◆ Supplied records ◆
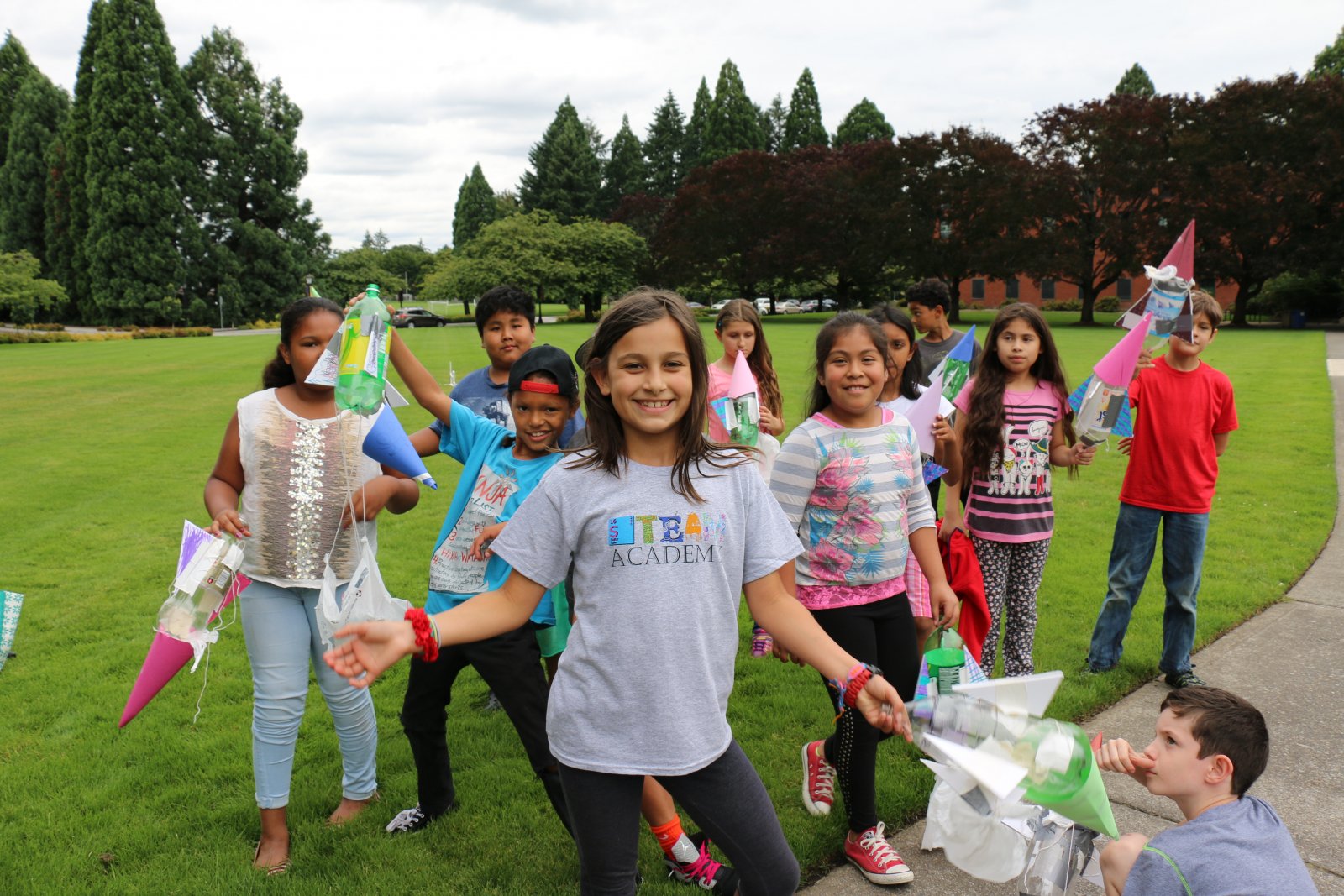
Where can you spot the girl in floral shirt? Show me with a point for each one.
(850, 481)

...

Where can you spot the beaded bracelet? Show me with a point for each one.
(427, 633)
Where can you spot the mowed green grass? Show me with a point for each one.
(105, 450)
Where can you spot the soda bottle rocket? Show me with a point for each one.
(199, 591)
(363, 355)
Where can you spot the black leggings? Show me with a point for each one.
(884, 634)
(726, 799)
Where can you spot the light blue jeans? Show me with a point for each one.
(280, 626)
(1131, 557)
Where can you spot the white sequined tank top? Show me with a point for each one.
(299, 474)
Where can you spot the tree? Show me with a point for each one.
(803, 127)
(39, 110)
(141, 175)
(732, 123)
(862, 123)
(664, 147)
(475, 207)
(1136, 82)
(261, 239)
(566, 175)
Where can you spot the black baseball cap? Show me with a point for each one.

◆ What you are asked to do ◆
Transcribe each line of the data above, unaltered, from the one where "Where can you spot the mowed" appears to the one where "Where can you spot the black baseball" appears, inclusive of both.

◆ Answer to this exercise ◆
Where can you spot the mowed green grass? Show me with a point for each one.
(105, 450)
Where can you spot the soda bottle rocket? Show me with a point for each one.
(199, 591)
(363, 355)
Where can you spot the black leggings? Show me with a point for each one.
(884, 634)
(726, 799)
Where can you spot the light blue jeans? Show me with a point for each one.
(280, 626)
(1131, 557)
Where can you spot the white sequined tank top? Show me with a point for each one.
(299, 474)
Where can you spot the tree? Show me with a point for each one.
(803, 127)
(39, 110)
(141, 175)
(732, 123)
(862, 123)
(664, 147)
(475, 207)
(1136, 82)
(261, 239)
(566, 175)
Where can you spot the black baseball cap? Show me with a point for each one.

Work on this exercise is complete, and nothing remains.